■ YOUR TASK:
Locate every line in the entries below that contains the string "grass" and copy each such line in full. Matching is case-sensitive.

■ RECORD EXCERPTS:

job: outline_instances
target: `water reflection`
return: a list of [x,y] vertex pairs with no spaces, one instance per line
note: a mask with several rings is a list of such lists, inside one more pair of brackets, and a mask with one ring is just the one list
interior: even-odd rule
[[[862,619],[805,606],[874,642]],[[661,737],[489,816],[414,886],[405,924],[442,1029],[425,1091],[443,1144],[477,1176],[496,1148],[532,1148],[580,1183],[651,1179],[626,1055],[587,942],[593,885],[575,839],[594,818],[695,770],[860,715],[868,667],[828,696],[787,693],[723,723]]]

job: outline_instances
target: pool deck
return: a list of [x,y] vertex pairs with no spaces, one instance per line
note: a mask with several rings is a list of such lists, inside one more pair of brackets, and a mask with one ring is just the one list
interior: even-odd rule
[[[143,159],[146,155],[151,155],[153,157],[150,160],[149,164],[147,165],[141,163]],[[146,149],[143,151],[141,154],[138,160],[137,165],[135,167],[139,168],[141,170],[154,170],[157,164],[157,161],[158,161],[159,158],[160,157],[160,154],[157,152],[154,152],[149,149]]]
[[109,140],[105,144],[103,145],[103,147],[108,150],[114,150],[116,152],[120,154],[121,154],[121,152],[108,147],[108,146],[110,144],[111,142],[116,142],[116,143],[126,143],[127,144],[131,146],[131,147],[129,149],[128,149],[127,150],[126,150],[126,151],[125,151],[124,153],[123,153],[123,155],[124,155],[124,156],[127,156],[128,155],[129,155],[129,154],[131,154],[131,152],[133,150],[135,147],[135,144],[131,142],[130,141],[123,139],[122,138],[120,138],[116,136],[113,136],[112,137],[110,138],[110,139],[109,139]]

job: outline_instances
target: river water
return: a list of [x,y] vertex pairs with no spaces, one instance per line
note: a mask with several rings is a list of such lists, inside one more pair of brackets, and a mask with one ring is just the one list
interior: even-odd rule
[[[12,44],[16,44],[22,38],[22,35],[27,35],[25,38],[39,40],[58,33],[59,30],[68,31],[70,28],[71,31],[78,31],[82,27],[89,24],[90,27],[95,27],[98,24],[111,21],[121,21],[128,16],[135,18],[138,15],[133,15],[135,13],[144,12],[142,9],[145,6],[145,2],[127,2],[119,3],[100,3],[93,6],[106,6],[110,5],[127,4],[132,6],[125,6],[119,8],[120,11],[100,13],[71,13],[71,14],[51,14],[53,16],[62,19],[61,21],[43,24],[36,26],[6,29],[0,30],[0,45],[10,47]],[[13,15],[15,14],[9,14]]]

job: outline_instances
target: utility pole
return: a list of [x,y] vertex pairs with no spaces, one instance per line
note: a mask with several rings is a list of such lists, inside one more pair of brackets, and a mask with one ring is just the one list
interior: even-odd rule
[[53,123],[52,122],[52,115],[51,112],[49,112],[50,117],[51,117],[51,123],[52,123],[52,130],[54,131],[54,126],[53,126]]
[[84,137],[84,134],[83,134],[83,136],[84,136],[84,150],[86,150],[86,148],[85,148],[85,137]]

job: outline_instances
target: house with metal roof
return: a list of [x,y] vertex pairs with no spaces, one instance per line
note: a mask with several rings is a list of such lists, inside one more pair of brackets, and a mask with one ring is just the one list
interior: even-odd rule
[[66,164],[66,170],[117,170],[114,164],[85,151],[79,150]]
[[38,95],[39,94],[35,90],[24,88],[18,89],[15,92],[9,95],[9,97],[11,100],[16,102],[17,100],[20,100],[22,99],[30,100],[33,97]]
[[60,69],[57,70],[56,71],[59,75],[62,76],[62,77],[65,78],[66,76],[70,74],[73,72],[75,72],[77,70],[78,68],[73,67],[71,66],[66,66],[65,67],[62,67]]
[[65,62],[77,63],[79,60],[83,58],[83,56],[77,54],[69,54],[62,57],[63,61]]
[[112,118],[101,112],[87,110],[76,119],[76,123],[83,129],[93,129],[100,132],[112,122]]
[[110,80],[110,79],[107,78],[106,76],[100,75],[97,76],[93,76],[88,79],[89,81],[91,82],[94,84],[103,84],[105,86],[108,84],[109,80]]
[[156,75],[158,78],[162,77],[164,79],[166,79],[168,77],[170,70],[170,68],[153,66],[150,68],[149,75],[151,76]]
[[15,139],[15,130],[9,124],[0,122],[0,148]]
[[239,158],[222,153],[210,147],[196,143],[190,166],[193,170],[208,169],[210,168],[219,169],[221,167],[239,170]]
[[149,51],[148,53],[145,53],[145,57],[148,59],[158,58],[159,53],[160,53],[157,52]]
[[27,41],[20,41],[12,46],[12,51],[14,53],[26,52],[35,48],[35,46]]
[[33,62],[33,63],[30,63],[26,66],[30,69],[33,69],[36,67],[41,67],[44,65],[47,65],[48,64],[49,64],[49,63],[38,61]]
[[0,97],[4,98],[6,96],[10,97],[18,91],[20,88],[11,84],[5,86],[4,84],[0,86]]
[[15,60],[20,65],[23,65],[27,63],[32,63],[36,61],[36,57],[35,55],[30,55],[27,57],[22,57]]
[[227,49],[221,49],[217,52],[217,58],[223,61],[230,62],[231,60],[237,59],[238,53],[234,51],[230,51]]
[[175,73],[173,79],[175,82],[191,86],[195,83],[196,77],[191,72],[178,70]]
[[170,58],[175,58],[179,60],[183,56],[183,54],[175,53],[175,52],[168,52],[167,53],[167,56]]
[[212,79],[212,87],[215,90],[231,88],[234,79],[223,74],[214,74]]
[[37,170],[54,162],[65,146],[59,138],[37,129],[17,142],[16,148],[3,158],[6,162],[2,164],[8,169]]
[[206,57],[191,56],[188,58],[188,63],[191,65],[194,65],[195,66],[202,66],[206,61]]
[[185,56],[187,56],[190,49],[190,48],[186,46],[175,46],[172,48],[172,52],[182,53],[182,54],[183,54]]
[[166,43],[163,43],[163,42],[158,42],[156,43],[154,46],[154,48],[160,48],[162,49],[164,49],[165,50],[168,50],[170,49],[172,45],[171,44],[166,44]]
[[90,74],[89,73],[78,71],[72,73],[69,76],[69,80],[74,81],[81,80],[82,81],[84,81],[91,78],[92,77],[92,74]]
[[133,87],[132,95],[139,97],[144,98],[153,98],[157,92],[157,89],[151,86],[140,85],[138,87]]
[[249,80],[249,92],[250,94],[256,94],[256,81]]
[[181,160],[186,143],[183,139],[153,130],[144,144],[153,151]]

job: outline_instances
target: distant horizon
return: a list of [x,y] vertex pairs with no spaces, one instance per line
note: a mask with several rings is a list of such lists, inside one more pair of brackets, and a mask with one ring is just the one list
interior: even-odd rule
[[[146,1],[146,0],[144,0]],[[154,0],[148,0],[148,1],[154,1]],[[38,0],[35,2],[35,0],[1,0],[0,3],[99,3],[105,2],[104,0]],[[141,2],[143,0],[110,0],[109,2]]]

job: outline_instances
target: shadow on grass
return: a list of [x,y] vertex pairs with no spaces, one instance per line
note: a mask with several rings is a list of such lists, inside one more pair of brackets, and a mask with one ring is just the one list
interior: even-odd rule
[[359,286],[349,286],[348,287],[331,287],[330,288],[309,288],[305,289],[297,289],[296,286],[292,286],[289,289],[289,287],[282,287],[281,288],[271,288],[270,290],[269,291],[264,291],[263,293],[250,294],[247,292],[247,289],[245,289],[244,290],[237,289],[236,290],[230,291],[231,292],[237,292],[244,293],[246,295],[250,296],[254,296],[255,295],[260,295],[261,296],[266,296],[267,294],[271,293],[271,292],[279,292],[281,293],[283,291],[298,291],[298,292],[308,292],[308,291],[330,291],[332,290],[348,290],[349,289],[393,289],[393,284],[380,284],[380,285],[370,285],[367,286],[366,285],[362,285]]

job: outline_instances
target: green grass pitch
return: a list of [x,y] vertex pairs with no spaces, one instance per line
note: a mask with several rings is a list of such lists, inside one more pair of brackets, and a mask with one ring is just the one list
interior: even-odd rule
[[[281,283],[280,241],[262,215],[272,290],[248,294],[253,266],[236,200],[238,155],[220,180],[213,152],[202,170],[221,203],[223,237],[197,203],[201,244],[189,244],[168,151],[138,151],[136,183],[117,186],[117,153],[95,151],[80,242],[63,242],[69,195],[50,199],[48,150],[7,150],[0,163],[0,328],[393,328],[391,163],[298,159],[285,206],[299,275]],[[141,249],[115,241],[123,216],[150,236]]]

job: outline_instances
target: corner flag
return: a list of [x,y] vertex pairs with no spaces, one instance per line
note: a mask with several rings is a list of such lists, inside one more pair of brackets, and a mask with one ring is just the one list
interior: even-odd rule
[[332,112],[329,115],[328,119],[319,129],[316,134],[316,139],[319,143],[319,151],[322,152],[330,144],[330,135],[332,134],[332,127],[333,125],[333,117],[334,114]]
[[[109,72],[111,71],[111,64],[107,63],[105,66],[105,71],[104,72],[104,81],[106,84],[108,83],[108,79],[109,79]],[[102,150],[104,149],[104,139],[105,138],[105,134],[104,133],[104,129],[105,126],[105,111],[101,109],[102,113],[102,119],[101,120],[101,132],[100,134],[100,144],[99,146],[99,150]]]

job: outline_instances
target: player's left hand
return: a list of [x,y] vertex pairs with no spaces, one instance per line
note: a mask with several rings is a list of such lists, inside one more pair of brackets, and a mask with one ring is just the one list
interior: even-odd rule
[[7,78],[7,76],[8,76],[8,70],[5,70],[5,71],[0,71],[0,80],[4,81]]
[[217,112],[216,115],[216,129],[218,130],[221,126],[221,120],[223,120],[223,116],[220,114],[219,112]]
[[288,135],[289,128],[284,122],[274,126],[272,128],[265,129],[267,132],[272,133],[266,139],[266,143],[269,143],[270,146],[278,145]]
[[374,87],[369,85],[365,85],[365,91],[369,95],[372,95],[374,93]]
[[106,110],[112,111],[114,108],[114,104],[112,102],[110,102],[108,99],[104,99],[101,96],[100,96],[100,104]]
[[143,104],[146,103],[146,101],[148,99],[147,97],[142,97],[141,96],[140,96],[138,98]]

■ RESULT:
target: shadow on grass
target: green grass pitch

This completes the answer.